> **Job**
Which lines in the items below contain the string "collar"? Copy out every such line, matching case exactly.

> **Object point labels**
§ §

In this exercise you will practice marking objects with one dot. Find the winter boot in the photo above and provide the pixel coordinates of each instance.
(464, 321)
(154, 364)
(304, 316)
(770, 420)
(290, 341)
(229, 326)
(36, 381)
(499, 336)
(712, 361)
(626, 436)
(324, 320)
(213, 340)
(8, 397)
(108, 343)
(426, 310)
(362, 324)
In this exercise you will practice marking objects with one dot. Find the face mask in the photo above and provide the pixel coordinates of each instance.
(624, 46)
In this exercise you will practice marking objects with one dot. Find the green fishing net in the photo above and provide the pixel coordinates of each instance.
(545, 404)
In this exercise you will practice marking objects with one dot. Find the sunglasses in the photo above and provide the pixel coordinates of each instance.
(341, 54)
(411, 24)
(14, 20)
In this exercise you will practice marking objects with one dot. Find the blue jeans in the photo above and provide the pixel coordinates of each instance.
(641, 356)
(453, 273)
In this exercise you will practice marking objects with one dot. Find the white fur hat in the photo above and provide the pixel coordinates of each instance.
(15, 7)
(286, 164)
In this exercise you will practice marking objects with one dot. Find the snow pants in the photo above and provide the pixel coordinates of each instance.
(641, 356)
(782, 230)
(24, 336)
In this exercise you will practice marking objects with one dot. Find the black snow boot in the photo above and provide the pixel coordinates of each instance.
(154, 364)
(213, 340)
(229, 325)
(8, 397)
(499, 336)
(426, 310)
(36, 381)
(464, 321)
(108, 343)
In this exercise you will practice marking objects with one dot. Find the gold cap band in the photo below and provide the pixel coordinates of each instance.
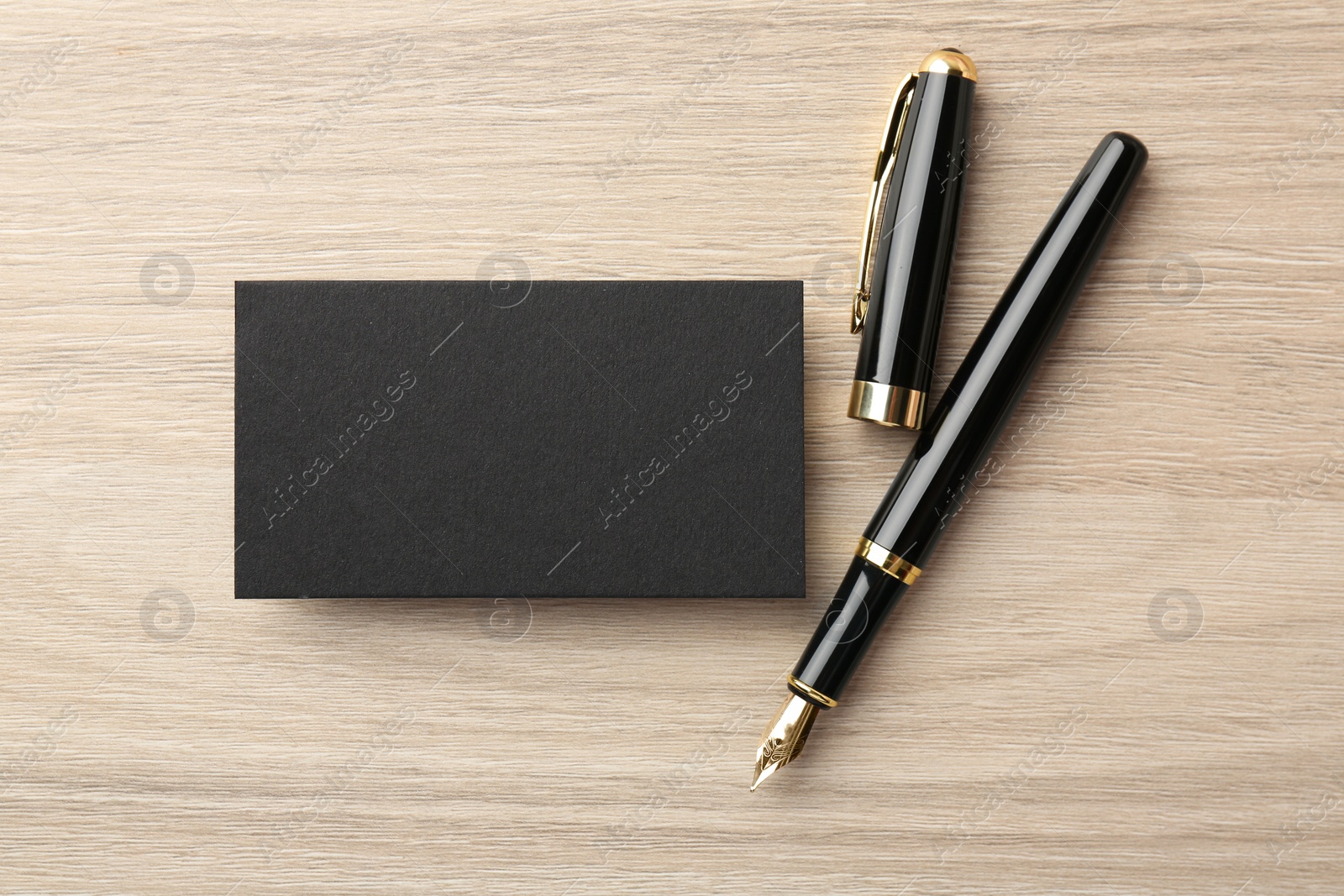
(889, 562)
(949, 62)
(812, 692)
(886, 405)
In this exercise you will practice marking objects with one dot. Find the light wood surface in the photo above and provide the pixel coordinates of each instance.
(1122, 673)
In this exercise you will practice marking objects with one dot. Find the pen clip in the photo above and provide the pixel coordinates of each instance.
(878, 196)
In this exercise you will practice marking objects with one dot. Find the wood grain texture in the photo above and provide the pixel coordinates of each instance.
(1121, 673)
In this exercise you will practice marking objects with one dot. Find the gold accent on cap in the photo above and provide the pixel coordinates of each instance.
(889, 562)
(886, 405)
(784, 738)
(812, 692)
(878, 197)
(949, 62)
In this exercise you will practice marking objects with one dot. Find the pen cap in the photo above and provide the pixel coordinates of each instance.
(911, 242)
(948, 465)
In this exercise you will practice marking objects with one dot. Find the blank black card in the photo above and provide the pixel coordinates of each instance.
(562, 438)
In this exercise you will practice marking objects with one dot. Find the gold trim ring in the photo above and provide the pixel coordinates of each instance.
(949, 62)
(886, 405)
(812, 692)
(889, 562)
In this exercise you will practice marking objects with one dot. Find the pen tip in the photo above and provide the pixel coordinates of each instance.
(784, 738)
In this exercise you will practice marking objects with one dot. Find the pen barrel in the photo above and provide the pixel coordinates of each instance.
(862, 604)
(913, 259)
(947, 465)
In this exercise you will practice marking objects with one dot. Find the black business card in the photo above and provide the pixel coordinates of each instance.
(549, 438)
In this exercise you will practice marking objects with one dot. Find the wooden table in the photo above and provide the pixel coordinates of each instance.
(1121, 676)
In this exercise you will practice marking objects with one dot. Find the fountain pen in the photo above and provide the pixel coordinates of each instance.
(940, 474)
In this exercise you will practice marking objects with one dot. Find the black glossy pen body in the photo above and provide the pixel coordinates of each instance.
(917, 237)
(940, 474)
(862, 604)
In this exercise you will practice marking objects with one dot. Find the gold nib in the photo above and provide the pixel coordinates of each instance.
(784, 738)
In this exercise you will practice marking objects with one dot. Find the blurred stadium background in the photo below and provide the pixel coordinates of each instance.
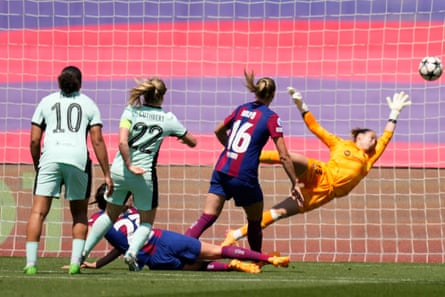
(345, 56)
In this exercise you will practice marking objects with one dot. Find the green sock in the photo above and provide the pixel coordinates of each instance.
(76, 252)
(32, 248)
(97, 232)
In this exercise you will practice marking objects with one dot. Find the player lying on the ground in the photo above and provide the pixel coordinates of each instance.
(349, 162)
(167, 250)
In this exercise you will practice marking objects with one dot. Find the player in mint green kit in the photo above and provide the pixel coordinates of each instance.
(143, 126)
(65, 117)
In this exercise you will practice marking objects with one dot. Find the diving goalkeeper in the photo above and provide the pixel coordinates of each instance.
(349, 162)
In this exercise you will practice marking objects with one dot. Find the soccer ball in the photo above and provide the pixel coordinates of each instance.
(430, 68)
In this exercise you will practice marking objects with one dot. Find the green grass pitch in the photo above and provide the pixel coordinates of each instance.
(299, 279)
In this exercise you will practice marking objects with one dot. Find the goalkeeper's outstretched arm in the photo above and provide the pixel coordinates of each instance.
(396, 104)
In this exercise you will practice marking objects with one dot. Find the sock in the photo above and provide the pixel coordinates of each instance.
(255, 235)
(217, 266)
(97, 232)
(140, 236)
(236, 252)
(32, 248)
(204, 222)
(269, 217)
(270, 157)
(77, 249)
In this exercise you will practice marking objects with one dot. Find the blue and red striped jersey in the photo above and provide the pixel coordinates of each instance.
(250, 125)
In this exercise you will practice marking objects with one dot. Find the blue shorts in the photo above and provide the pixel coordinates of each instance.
(244, 193)
(171, 251)
(51, 176)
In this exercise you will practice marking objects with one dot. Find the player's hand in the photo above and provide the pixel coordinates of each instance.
(397, 103)
(297, 196)
(298, 99)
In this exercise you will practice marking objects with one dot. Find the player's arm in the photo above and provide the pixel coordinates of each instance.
(221, 133)
(396, 104)
(35, 144)
(188, 139)
(124, 148)
(108, 258)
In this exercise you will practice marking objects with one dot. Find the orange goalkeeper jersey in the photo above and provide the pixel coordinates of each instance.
(347, 166)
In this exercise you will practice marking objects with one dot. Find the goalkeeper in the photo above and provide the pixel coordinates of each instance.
(349, 162)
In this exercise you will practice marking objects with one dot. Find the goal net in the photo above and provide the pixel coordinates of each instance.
(345, 56)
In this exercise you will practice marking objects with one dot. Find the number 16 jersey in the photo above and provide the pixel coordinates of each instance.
(250, 125)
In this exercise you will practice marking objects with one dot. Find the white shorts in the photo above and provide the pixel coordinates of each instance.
(52, 176)
(144, 190)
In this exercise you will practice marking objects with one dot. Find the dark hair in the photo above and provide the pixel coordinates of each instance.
(264, 89)
(70, 80)
(355, 132)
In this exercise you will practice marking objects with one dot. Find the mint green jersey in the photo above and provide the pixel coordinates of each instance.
(149, 126)
(66, 121)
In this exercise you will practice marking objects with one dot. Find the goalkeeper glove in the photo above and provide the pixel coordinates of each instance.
(298, 99)
(398, 102)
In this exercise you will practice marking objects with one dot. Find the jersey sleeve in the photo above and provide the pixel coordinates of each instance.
(274, 126)
(324, 135)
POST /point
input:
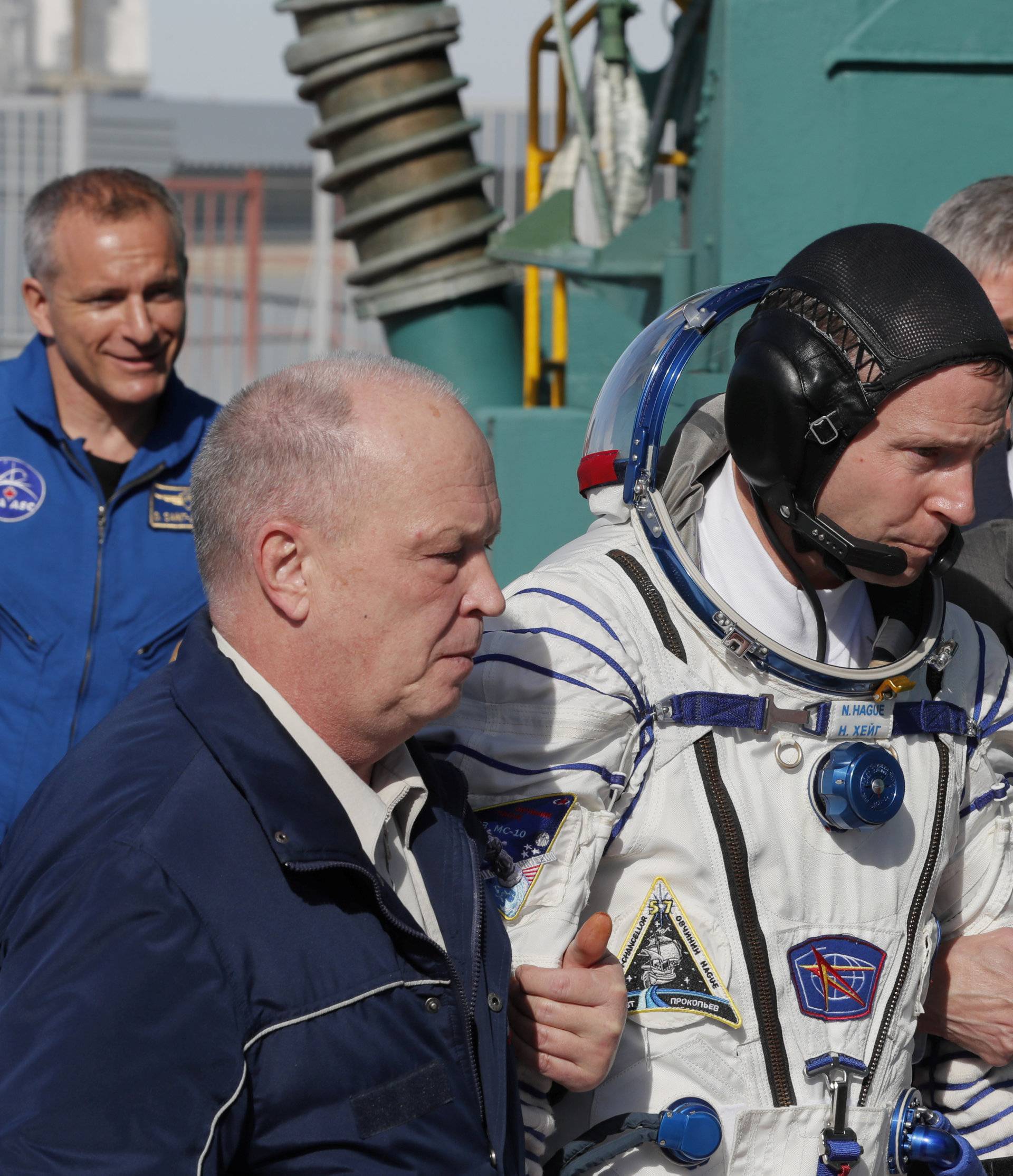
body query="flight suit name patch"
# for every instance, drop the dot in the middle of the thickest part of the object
(169, 508)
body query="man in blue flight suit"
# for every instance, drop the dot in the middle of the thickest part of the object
(98, 439)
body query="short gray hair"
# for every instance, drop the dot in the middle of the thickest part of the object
(977, 225)
(106, 193)
(287, 445)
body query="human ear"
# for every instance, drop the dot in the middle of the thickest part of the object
(37, 304)
(281, 568)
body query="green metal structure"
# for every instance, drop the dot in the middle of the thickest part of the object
(799, 117)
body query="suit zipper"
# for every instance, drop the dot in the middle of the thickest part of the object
(913, 919)
(736, 859)
(102, 521)
(466, 1003)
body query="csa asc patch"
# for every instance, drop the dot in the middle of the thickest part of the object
(23, 489)
(836, 976)
(169, 508)
(667, 966)
(528, 831)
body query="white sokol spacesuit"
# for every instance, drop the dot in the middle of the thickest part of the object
(638, 747)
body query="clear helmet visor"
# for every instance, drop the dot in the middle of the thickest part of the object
(630, 410)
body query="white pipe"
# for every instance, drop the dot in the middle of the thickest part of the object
(600, 198)
(74, 153)
(322, 318)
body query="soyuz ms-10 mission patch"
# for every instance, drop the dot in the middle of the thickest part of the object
(667, 966)
(528, 831)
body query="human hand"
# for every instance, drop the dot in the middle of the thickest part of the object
(568, 1021)
(970, 997)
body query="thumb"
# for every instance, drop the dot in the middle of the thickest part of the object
(590, 943)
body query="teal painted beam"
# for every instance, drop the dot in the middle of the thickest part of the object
(475, 343)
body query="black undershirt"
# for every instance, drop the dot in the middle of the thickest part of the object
(107, 472)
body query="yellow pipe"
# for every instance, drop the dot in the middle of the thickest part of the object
(536, 158)
(557, 381)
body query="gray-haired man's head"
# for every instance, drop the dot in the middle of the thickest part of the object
(341, 517)
(107, 194)
(977, 225)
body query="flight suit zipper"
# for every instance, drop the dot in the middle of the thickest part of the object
(751, 936)
(915, 914)
(102, 524)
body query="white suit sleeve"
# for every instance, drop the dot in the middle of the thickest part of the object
(974, 893)
(554, 738)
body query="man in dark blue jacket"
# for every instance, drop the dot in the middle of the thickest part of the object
(97, 440)
(245, 926)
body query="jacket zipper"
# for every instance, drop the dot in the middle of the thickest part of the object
(913, 919)
(102, 519)
(467, 1004)
(736, 859)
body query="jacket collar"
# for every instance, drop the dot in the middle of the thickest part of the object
(177, 432)
(302, 819)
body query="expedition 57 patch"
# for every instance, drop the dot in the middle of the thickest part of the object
(667, 966)
(528, 831)
(169, 508)
(836, 976)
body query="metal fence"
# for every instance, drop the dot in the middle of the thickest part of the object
(31, 154)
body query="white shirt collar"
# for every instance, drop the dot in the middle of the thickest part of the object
(367, 807)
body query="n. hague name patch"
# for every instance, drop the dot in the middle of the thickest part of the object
(836, 976)
(169, 508)
(667, 966)
(528, 831)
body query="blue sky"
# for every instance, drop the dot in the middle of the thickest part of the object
(232, 49)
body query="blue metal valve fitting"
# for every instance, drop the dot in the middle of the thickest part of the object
(857, 785)
(690, 1132)
(918, 1134)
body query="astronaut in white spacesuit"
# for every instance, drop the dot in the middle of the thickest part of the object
(737, 715)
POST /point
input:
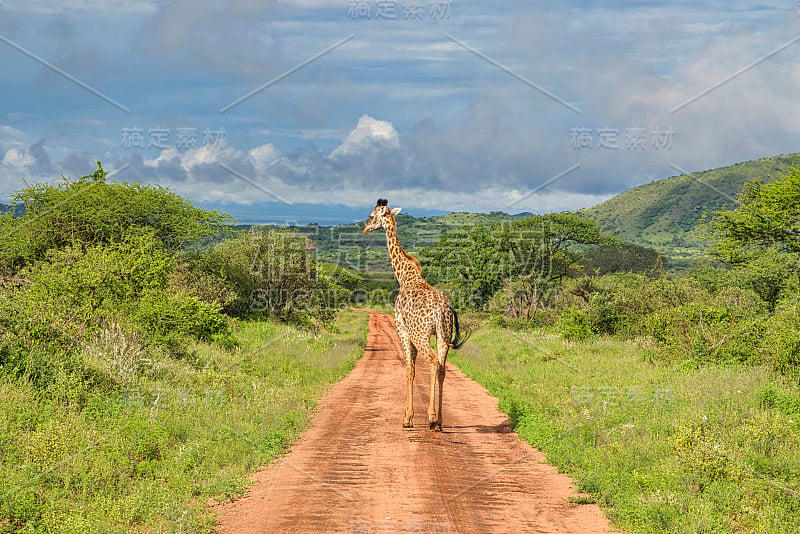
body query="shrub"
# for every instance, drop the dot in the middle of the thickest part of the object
(575, 325)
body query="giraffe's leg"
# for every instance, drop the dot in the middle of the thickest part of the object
(442, 347)
(411, 357)
(433, 420)
(408, 420)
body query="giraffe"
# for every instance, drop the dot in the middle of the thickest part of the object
(420, 311)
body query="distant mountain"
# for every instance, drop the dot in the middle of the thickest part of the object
(666, 214)
(19, 211)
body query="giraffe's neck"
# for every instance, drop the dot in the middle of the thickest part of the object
(406, 267)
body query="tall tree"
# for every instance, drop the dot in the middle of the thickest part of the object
(766, 216)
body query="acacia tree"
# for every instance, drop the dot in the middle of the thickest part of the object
(94, 210)
(760, 237)
(766, 216)
(538, 252)
(467, 258)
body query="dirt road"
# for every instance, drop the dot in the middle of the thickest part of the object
(356, 470)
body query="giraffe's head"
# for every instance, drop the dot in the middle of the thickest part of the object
(380, 217)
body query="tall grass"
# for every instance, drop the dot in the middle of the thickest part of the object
(661, 447)
(149, 457)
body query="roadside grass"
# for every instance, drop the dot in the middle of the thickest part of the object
(184, 433)
(661, 447)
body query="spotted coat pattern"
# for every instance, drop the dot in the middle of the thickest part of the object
(420, 311)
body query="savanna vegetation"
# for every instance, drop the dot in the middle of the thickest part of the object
(673, 399)
(150, 357)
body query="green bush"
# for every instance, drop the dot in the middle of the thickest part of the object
(56, 217)
(575, 325)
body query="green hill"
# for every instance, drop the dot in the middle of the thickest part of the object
(666, 214)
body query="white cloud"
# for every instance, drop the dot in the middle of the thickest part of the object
(368, 133)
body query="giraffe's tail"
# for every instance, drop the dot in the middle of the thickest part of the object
(462, 334)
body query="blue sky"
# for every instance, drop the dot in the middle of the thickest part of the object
(298, 110)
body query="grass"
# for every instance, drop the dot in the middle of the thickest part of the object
(661, 448)
(151, 456)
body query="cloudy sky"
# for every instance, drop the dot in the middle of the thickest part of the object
(298, 110)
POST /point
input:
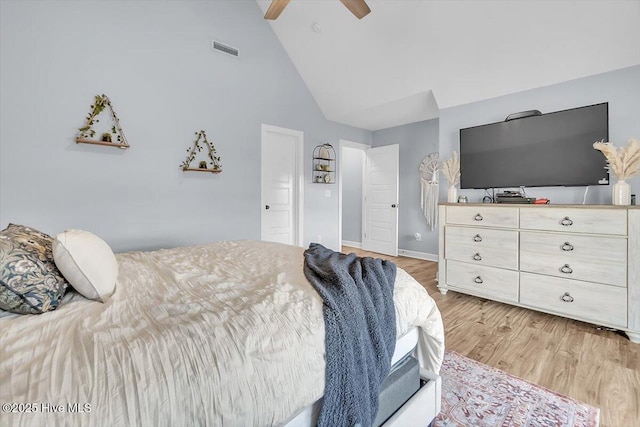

§ §

> **Final result**
body query="jacket collar"
body query="white shirt collar"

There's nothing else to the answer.